→ REQUIRED WORK:
Convert every line of the entries below into a JSON list of strings, one string per line, leaving out blank lines.

→ EXCERPTED DATA:
• • • •

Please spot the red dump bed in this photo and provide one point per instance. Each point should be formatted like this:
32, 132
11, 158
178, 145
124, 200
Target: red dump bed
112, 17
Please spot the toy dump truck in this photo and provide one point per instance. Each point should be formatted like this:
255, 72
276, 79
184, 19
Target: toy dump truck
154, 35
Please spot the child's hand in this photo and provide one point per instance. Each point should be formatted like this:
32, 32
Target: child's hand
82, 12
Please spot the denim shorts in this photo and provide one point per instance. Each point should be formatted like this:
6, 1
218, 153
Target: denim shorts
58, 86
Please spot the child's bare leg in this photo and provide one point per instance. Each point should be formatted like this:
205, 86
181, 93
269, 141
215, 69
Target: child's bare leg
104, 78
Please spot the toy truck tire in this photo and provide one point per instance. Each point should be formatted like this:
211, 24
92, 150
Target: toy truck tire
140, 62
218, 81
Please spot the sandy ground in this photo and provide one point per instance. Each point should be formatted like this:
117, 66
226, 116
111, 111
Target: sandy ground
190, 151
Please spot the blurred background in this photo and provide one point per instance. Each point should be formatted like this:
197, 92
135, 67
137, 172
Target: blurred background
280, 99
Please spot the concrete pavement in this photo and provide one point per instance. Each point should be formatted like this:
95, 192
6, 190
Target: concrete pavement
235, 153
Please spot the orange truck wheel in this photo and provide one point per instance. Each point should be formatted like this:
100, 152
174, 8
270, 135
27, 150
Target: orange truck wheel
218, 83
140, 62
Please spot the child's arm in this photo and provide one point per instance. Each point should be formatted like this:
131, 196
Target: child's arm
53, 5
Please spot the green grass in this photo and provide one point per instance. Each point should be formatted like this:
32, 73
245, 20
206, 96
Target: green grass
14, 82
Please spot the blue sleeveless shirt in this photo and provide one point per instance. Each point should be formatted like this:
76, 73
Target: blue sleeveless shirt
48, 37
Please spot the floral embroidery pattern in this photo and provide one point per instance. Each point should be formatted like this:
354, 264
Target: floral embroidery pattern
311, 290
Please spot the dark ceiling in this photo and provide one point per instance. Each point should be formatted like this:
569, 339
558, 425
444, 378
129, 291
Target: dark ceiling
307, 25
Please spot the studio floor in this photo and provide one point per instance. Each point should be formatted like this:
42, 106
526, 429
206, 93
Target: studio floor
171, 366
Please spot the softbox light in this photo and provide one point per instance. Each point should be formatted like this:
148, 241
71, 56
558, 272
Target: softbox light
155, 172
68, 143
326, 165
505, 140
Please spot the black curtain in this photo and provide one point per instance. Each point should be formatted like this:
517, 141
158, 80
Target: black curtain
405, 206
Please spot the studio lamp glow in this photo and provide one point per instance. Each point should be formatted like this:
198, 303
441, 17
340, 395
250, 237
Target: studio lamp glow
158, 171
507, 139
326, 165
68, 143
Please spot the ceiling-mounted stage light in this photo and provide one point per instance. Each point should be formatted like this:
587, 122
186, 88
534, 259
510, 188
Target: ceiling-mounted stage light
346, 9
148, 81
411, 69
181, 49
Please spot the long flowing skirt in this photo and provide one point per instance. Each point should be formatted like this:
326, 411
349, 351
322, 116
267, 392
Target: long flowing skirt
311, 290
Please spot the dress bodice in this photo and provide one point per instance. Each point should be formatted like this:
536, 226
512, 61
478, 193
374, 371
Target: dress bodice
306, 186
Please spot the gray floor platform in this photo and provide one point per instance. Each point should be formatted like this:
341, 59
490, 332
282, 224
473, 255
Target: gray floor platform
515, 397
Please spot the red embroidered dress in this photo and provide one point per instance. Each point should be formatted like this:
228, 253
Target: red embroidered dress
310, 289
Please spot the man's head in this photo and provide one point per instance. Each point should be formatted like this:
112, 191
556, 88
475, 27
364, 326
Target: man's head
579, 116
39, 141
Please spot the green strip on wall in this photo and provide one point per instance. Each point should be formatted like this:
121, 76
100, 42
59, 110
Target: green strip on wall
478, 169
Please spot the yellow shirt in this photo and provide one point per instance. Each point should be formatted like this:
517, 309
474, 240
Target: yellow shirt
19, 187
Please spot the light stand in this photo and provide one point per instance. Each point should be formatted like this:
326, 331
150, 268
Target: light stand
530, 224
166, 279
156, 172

• • • •

→ FULL ANSWER:
[
  "Please spot the red dump bed in this photo and provide one point per instance. Each point should be formatted like this:",
  "32, 132",
  "11, 158",
  "178, 145",
  "124, 200",
  "Target: red dump bed",
  "112, 17",
  "Please spot the toy dump truck in this photo and provide one point per instance. Each point should be formatted like this:",
  "255, 72",
  "276, 79",
  "184, 19",
  "Target: toy dump truck",
  "154, 35",
  "Please spot the child's hand in this photo and provide one point per instance. Each point should be formatted like this:",
  "32, 32",
  "Target: child's hand",
  "82, 12",
  "Please spot the denim shorts in this photo and provide one point per instance. Each point should be formatted like this:",
  "6, 1",
  "218, 153",
  "Target: denim shorts",
  "58, 86",
  "Please spot the child's bare leg in this photo and provide one point per instance. Each point should be formatted like this:",
  "205, 86",
  "181, 93",
  "269, 141",
  "215, 69",
  "Target: child's bare leg",
  "104, 78",
  "Please spot the toy truck tire in this photo and provide one point per instance. Each point should be formatted like this:",
  "211, 24",
  "92, 150",
  "Target: toy truck tire",
  "140, 62",
  "218, 81",
  "Please spot the sandy ground in this photo and provide one point per instance. Each point should be formatted like this:",
  "117, 66",
  "226, 116",
  "111, 111",
  "Target: sandy ground",
  "190, 151",
  "Please spot the blurred background in this photo and provide one point per instance. Each point should be formatted like this:",
  "197, 92",
  "135, 67",
  "137, 172",
  "Target: blurred background",
  "280, 99",
  "Please spot the concrete pavement in this photo and provide one point per instance. Each point should be formatted like this:",
  "95, 192",
  "6, 190",
  "Target: concrete pavement",
  "235, 153",
  "Please spot the orange truck wheel in this photo and provide one point per instance. Each point should be formatted like this:",
  "100, 152",
  "174, 8",
  "270, 135",
  "27, 150",
  "Target: orange truck wheel",
  "218, 83",
  "140, 62",
  "Please spot the child's arm in this photo and provide one point per instance. Each point should be formatted like this:",
  "131, 196",
  "Target: child's arm",
  "53, 5",
  "Please spot the green grass in this photo and provide one point per instance. Each point should be formatted like this:",
  "32, 73",
  "245, 20",
  "206, 96",
  "Target: green grass",
  "14, 82",
  "Please spot the blue sleeveless shirt in this photo and provide one point per instance. Each point should be formatted like this:",
  "76, 73",
  "Target: blue sleeveless shirt",
  "48, 37",
  "Please spot the floral embroidery pattern in this photo and provide one point per instance. Each point should be formatted like this:",
  "354, 264",
  "Target: floral embroidery pattern",
  "311, 290",
  "Please spot the dark ceiling in this photo and provide one point per instance. Each point should be formatted like this:",
  "569, 339",
  "558, 425",
  "444, 378",
  "129, 291",
  "Target: dark ceiling",
  "307, 25",
  "Please spot the studio floor in this photo and provide one point per instance. Each point should be formatted like this:",
  "42, 106",
  "526, 429",
  "206, 93",
  "Target: studio floor",
  "171, 366",
  "Please spot the softbox light in this photo and provide one point per instance. Each point should be formatted like this:",
  "148, 241",
  "71, 56",
  "558, 272",
  "Target: softbox light",
  "155, 172",
  "68, 143",
  "326, 165",
  "505, 140",
  "Please spot the black curtain in this photo and provide one point per instance. Each point should be formatted like this:",
  "517, 141",
  "158, 80",
  "Target: black curtain",
  "405, 206",
  "Please spot the studio lamp glow in this photo and provide one point per instance. Each point should be formatted like this:",
  "198, 303",
  "441, 17",
  "340, 395",
  "250, 237",
  "Target: studio lamp glow",
  "158, 171",
  "507, 139",
  "326, 165",
  "68, 143",
  "Please spot the ceiling-mounted stage light in this photo and provide one point per instance. Each point should be formatted like this:",
  "587, 122",
  "186, 88",
  "534, 259",
  "510, 188",
  "Target: ceiling-mounted stage light",
  "346, 9",
  "148, 81",
  "411, 69",
  "181, 49",
  "Please spot the long flowing skirt in this photo and provide one point per instance. Each point should be formatted like this:",
  "326, 411",
  "349, 351",
  "322, 116",
  "267, 392",
  "Target: long flowing skirt",
  "311, 290",
  "Please spot the dress bodice in this photo and provide one point per instance. Each point should be formatted like this:",
  "536, 226",
  "512, 61",
  "478, 193",
  "374, 371",
  "Target: dress bodice",
  "306, 186",
  "Please spot the gray floor platform in this photo and provide one point per instance. Each point should be formatted like this:",
  "341, 59",
  "490, 332",
  "282, 224",
  "473, 255",
  "Target: gray floor platform",
  "515, 397",
  "Please spot the red embroidered dress in this photo and provide one point per instance. Each point should be formatted like this:",
  "228, 253",
  "Target: red embroidered dress",
  "310, 289",
  "Please spot the man's head in this photo and provide one point per instance. Each point should be formatted like this:",
  "112, 191",
  "556, 88",
  "475, 27",
  "364, 326",
  "Target: man's head",
  "579, 116",
  "39, 141",
  "Please spot the green strip on wall in this photo and provide one point per instance. Each point should be formatted like this:",
  "121, 76",
  "100, 42",
  "59, 110",
  "Target: green strip on wall",
  "478, 169",
  "Please spot the yellow shirt in this photo and provide one point per instance. Each point should be formatted like this:",
  "517, 309",
  "474, 240",
  "Target: yellow shirt",
  "19, 187",
  "Please spot the light stand in this photo and provide one point per instance. Each point should be formatted like this:",
  "326, 331",
  "150, 268",
  "Target: light stand",
  "530, 224",
  "166, 279",
  "156, 172"
]